## Görev
Atatürk Kültür Merkezi'nin yeni binasını anlatan haberi, son cümlesinden sonrasını yazarak devam ettirin.

TABANLIOĞLU: DÜNYANIN EN BÜYÜK OPERALARI ARASINA GİRECEK

 

Atatürk Kültür Merkezi’nin yeni projesinin, binanın mimarı Hayati Tabanlıoğlu’nun oğlu Murat Tabanlıoğlu çizdi. Murat Tabanlıoğlu, "2019 yılında bu bina bu şekle girecek. İlk opera binası olarak yapılırken daha sonra kültür binası olması istenmişti. İçinde konser tiyatro sahneleri vardı. Yeni yapılan bina, içindeki opera binası 2 bin 500 kişilik olacak, dünyanın en büyük operaları arasına girecek. Aynı zamanda 800 kişilik konser salonu, tiyatro salonu, oda tiyatrosu, kütüphaneler, kafeler ve restoranlar olacak. Bizim 365 gün kullanabileceğimiz bir bina olacak. Bir önemli şey daha var. Operalar genellikle zengin ailelerin gittiği bir yerdi. Ama artık operalar hepimizin gittiği, baleler hepimizin gittiği yer olmalı. Tüm cepheyi aynı zamanda içeride temsiller yapılırken burada çeşitli balelerin, operaların dışarda gösterilmesi için büyük bir dev ekran haline getireceğiz. Bunun dünyada uygulamaları var ama bu en güzeli olacak. Bu kültür sokağımız AKM'nin içinden 365 gün insanların gezebileceği, kitap okuyabileceği, tiyatrolara gidebileceği bir bölge. Burası bence cıvıl cıvıl İstanbul'un yeni merkezi olacak. Binanın en üst noktasında bence İstanbul'un en güzel lokantası olmalı."

 

BAKAN KURTULMUŞ: 2019 YILI İÇERİSİNDE AÇILACAK

 

Kültür ve Turizm Bakanı Bakanı Kurtulmuş ise şöyle konuştu: "AKM’nin yeni binasının  Türkiye için bir övünç projesi olacağını biliyoruz. AKM ile ilgili geçmiş dönemde bazı eleştiriler yapıldı. Ben hiç kimsenin AKM konusunda ideolojik şartlı ve yanlı yaklaşmamasını tavsiye ederim. İçerisinde son derece güzel etkinlikleri takip edeceğimiz, türkiye’nin medarı iftiharı bir proje olacak. Az evvel de ifade edildiği gibi bu yapının birkaç tane temel özelliği var. bunlardan birisi, şehirle ve önündeki Taksim Meydanı ile uyumlu bütünleşmiş olan halidir. Hem meydanın değerini artıracak hem de meydanın varlığı AKM’ye önemli özellik kazandıracak. Burası sadece bir operası binası değil, bir kültür merkezi. Tabiri caizse bir kültür vahası olacaktır. Yine bu binanın en temel özelliklerinden birisi hem estetik olması hem de fonksiyonel olmasıdır. Estetik değeri çok yüksek olacak ama aynı zamanda çeşitli salonlarıyla farklı sanatsal etkinlikleri eş zamanlı olarak yapabilecek çok fonksiyonel binaya sahip olacağız. Mimarisinden kullanılan en detaylı malzemelere kadar, hepsinin yerli ve milli olmasıdır. Bina bu özelliğiyle yerli ve milli olacaktır. Yıllardır yurtdışına gittiğimizde dünyanın bir çok yerinde kültür merkezlerini görüyoruz. Farklı yerlerdeki bu binalardan hiç de aşağı kalmayacak, onların da üstüne geçecek bir sanat merkezine kavuşacağız. Atatürk Kültür Merkezi, İstanbul’un değerini o değerle uyumlu bir şekilde var olacak. Yine Atatürk Kültür Merkezi’miz bir takım elitlerin geldiği bir seçkinler mekanı olmayacaktır. AKM, toplumun bütün kesimlerinin içinde yer alacağı, az evvel de ifade edildiği gibi dışardaki devasa görüntüyü ortaya koyan cephesiyle, meydandaki herkesin seyredebileceği bir büyük kültür merkezi olacak. Bu kültür merkezi Türkiye’nin gerçekten önemli projelerinden biri olacak. İnşallah 2019 yılı içerisinde bu kültür merkezini açacağız. İlk sanatsal etkinliğini orada gerçekleştireceğiz."

## Verilen veriler
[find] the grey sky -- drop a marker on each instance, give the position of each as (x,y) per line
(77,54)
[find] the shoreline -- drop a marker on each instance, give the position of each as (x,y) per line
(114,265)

## Yanıt
 

 AKM'NİN TARİHÇESİ

 

AKM'nin, 1946'da tiyatro binası olarak projelendirilerek inşaatına başlandı. Mimar August Perret tarafından Taksim Meydanı'nda, 1946'da tiyatro binası olarak projelendirilerek inşaatına başlanan merkez, 1969'da İstanbul Kültür Sarayı adıyla hizmete açıldı. 1970'te bir oyun sırasında çıkan yangın sonucu kullanılamaz hale gelen bina, onarımların ardından 1977'de yeniden sanatseverlerle buluştu. Koruma kurulu kararıyla binanın bulunduğu alan 1993'te "kentsel sit alanı", bina da 1999'da "korunması gerekli kültür varlığı" olarak tescil edildi. Kültür ve Turizm Bakanlığının talebiyle Sakarya Üniversitesi'nin 2007 tarihinde hazırladığı binanın betonarme taşıyıcı sisteminin dayanımı hakkındaki raporda, binanın takviye edilmesi gerektiği belirtildi. İstanbul 2010 Avrupa Kültür Başkenti Ajansı tarafından imzalanan protokol çerçevesinde 2009'da tamirat ve tadilat işi ihalesi yapıldı. Yapılacak işler, kurul tarafından da onaylanmasına rağmen İstanbul 9. İdare Mahkemesi, aynı yıl içinde, dava konusu Koruma Kurulu Kararı'nın ve eki avan projenin iptaline karar verdi.

 

Bunun üzerine, merkezin mevcut hali ile korunması, sadece güçlendirme, tamirat ve tadilat yapılmasına ilişkin projeler hazırlandı. Bakanlıkça 2012'de, "İstanbul Atatürk Kültür Merkezi Güçlendirme, Tadilat ve Tamirat İşleri" işinin ihalesi gerçekleştirildi. Binada söküm işleri tamamlandıktan sonra, İTÜ İnşaat Fakültesince yapılan inceleme sonucu tahribatın beklenenin üzerinde olduğu raporu sonrasında, 23 Mayıs 2013 tarih ve 101321 sayılı Bakanlık Makamı oluru ile binanın tadilat işleminin durdurulmasına karar verildi.